### PAGE TEXT
********************

Which brings them to explaining what meaningful treatment might consist of. Dr. Dodes’ first book, The Heart of Addiction, addresses meaningful treatment in detail. In the current book the authors summarize meaningful addiction treatment by saying that “addiction can be understood, managed and ended through learning about oneself.” Several case examples show how various individuals use addiction as a mechanism to solve feelings of overwhelming helplessness, and how learning a more direct response can resolve addiction and improve their lives. “Like the TB sanitaria of the late 19th century, 12-step treatments are trying their best to solve a problem whose fundamental essence they do not understand (pg. 95).”
Some clients need intensive psychotherapy for addiction, but most do not. Dr. Dodes’ second book, Breaking Addiction: A 7-Step Handbook for Ending Any Addiction, may suffice for many individuals seeking a guided approach to learning about how addiction actually works in them.
For some individuals a mutual help group alone is sufficient. AA remains the preferred mutual help group in the US, in part because of its availability, but it is not the only option. Within about a decade, at its present rate of growth, SMART Recovery will be comparably available to AA in the US. If any mutual group does more harm than good it needs to be avoided. That message is in need of wide dissemination in the US.

********************

### DATA EXCERPTS
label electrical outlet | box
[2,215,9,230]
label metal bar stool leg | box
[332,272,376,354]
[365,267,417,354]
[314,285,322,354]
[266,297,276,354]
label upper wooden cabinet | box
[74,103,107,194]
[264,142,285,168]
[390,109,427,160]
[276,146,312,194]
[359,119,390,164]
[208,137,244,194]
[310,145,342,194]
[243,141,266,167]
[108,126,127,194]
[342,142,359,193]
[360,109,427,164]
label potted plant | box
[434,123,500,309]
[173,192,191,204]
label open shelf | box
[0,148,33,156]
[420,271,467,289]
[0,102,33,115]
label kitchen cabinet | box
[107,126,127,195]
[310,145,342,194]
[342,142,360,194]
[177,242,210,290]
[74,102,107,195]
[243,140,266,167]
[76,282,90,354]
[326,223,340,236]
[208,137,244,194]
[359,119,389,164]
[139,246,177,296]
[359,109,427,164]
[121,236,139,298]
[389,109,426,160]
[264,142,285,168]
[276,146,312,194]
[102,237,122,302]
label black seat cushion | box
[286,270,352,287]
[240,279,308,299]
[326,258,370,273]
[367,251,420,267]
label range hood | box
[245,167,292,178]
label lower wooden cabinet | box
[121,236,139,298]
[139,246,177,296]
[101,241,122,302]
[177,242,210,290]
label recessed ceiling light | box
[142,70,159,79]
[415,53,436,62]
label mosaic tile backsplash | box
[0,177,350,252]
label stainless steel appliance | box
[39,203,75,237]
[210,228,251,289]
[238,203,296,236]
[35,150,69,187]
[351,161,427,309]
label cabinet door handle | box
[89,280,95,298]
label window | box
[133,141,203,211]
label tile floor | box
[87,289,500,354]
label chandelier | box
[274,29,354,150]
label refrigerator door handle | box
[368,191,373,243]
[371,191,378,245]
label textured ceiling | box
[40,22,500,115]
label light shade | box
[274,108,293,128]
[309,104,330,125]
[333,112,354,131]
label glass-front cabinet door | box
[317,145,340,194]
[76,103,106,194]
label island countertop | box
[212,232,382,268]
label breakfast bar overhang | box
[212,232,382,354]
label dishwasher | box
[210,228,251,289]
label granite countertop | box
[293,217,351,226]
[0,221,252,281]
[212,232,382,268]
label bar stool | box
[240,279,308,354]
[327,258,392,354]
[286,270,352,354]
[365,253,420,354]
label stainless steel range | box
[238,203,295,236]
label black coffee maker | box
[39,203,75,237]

********************

### ACTIONS TO TAKE
1: In the passage on addiction treatment, what is the title of Dr. Dodes’ first book?
2: Write out the passage on addiction treatment, starting with "Some clients need" and going on through "works in them.".
Rely only on the passage on addiction treatment.

### ANSWER SET
1: The Heart of Addiction

2:
Some clients need intensive psychotherapy for addiction, but most do not. Dr. Dodes’ second book, Breaking Addiction: A 7-Step Handbook for Ending Any Addiction, may suffice for many individuals seeking a guided approach to learning about how addiction actually works in them.